#### Zitierte Passage ####

Gericht: Oberlandesgericht Hamburg
Beschluss verkündet am 14.07.2005
Aktenzeichen: 2 Ws 130/05
Rechtsgebiete: MarkenG, OWiG, StPO


Vorschriften:

MarkenG § 127 Abs. 1
MarkenG § 151 Abs. 1 S. 1
MarkenG § 151 Abs. 2 S. 1
MarkenG § 151 Abs. 4
OWiG § 46 Abs. 1
StPO § 311
1. Die Grundsätze der BGH-Entscheidung "Warsteiner II" (BGHZ 139, 138) gelten auch für die zollbehördliche Beschlagnahme von Waren bei der Einfuhr.

2. Die (einfache) geographische Herkunftsangabe "Hamburg" bedarf bei Produktion und Herstellung der Ware (hier: Einweg-Gasfeuerzeuge) ausschließlich in Malaysia deutlicher entlokalisierender Zusätze zur Angabe der Produktionsstätte.


HANSEATISCHES OBERLANDESGERICHT 2. Senat für Bußgeldsachen Beschluss

2 Ws 130/05

In der Ordnungswidrigkeitensache

hier betreffend Beschlagnahme gem. § 151 Markengesetz

hat der 2. Senat für Bußgeldsachen des Hanseatischen Oberlandesgerichts Hamburg am 14. Juli 2005 durch den Richter am Oberlandesgericht Dr. Augner gemäß § 80 a Abs. 1 OWiG beschlossen:

Tenor:

Die sofortige Beschwerde der Beteiligten H. T. GmbH & Co. KG gegen den Beschluss des Amtsgerichts Hamburg, Abteilung 238, vom 25. April 2005 wird auf Kosten der Beschwerdeführerin verworfen.

####

Zu bearbeitende Aufgaben
A – Suchen Sie aus den Zeilen unten jede heraus, in der das Wort „concrete“ vorkommt, und schreiben Sie sie ab. Groß- und Kleinschreibung sind dabei zu beachten.
B – Setzen Sie den oben zitierten Beschluss des Oberlandesgerichts Hamburg zur Beschlagnahme von Feuerzeugen im Anschluss an seinen letzten Satz fort.

#### Daten zur Aufgabe ####

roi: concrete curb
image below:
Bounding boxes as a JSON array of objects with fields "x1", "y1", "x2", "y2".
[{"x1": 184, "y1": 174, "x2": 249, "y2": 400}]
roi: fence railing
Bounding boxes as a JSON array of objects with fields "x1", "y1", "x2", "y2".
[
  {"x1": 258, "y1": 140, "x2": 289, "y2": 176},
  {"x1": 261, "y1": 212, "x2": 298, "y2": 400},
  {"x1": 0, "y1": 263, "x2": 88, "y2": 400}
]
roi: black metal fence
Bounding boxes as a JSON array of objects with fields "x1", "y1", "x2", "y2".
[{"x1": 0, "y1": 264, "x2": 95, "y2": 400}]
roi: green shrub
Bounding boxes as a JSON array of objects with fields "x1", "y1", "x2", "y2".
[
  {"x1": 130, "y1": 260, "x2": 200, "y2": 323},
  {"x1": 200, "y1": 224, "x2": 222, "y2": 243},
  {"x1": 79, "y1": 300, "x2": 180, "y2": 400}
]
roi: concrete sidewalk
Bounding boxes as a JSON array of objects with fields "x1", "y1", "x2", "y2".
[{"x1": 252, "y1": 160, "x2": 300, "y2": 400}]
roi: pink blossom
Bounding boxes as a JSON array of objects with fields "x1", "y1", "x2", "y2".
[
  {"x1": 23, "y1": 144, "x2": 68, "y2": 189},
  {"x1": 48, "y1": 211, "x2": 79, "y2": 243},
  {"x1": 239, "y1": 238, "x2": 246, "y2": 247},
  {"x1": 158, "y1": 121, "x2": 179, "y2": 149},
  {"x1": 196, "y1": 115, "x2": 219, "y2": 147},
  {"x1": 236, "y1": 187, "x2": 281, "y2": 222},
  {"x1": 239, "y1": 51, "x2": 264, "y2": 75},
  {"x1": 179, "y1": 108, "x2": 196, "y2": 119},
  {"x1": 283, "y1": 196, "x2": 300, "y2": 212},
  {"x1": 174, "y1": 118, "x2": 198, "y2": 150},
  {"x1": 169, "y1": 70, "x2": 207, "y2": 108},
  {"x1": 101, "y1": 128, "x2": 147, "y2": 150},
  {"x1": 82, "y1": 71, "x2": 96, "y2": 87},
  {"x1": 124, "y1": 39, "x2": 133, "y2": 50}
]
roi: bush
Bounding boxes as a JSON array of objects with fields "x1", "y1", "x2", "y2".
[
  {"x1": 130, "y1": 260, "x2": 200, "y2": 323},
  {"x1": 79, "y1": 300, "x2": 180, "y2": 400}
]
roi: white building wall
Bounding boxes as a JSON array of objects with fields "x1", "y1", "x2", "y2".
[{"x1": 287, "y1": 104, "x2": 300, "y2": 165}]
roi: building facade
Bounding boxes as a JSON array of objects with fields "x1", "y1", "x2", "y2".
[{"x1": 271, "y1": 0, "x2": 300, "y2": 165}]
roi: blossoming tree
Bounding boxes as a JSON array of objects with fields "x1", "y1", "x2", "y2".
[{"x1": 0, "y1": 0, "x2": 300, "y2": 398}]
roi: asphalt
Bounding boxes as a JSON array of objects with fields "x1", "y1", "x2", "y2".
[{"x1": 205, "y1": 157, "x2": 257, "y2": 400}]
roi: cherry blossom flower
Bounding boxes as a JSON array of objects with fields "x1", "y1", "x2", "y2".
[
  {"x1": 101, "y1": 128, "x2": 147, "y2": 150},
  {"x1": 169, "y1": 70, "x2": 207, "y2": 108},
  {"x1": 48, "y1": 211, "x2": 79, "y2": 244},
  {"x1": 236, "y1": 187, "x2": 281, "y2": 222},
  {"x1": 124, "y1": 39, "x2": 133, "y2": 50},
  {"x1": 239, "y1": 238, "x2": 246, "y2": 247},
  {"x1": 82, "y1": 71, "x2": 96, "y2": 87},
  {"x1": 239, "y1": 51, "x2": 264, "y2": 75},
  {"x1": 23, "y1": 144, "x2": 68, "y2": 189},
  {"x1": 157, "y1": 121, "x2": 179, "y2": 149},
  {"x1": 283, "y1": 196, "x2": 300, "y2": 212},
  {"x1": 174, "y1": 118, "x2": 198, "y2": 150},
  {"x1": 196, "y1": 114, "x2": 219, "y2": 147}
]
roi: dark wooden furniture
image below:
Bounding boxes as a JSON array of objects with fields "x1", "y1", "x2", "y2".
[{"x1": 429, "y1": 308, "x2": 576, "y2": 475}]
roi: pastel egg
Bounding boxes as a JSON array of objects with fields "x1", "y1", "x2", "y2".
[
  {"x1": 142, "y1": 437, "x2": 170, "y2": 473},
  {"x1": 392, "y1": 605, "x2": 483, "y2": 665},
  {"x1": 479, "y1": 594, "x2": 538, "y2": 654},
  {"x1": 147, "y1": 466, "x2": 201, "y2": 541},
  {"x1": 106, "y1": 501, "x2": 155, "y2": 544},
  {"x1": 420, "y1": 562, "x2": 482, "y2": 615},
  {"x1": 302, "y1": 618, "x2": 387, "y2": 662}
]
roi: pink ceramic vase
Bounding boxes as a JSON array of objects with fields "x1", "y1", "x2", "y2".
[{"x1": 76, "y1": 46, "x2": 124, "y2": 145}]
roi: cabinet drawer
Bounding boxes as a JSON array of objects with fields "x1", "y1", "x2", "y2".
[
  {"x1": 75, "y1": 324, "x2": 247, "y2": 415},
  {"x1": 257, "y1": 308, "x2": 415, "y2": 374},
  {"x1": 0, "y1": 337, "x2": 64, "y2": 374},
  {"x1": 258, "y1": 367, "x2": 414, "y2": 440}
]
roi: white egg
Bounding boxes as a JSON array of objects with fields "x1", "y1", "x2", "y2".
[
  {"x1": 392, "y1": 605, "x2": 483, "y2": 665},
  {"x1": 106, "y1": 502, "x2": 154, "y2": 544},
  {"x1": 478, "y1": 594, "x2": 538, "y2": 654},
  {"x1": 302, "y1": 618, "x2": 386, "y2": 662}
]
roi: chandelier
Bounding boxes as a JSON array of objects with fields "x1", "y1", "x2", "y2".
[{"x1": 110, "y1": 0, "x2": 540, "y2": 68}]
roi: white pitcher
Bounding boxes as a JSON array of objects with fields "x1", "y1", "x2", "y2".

####

Gegebene Antworten
A –
roi: concrete curb
roi: concrete sidewalk

B –
Gründe:

I.

Die Beteiligte hat in Fremdproduktion durch die "M. Industries Sdn. Bhd." in Selangor, Malaysia gefüllte Einweg-Gasfeuerzeuge mit Verpackung (eingetragene Marke: "Atomic") fertigen und nach Hamburg verschiffen lassen; sie hält eigener Angabe nach "sämtliche Rechte an der Marke". Nach Ankunft der Ware in Hamburg hat das Hauptzollamt Hamburg-Hafen am 6. April 2005 802 Kartons enthaltend 288.720 Feuerzeuge gegenüber der Beteiligten beschlagnahmt (Grenzbeschlagnahme), weil sich auf den Verpackungsrückseiten der Feuerzeuge die Angabe "Hergestellt von H. T. GmbH & Co., Hamburg" befand (und bis heute befindet) in nachfolgender Gestaltung:

Den Antrag der Beteiligten auf gerichtliche Entscheidung hat das Amtsgericht Hamburg mit dem angefochtenen Beschluss zurückgewiesen. Gegen den am 17. Mai 2005 zugestellten Beschluss hat die Beteiligte bereits am 9. Mai 2005 sofortige Beschwerde eingelegt.

Die Generalstaatsanwaltschaft Hamburg hat auf Verwerfung der sofortigen Beschwerde angetragen.

II.

Die nach den §§ 151 Abs. 4 S. 2, 3 MarkenG, 30, 46 Abs. 1 OWiG, 311 Abs. 2 StPO zulässige sofortige Beschwerde ist nicht begründet. Das Amtsgericht hat im Ergebnis zu Recht die Beschlagnahme bestätigt. Das Beschwerdevorbringen führt zu keiner abweichenden Bewertung.

1.) Fehler formellen Rechts liegen nicht vor; insbesondere ist das nach den §§ 151 Abs. 2 S. 1, Abs. 4 MarkenG, 62 Abs. 1, 68 OWiG zu beachtende Verfahren eingehalten worden.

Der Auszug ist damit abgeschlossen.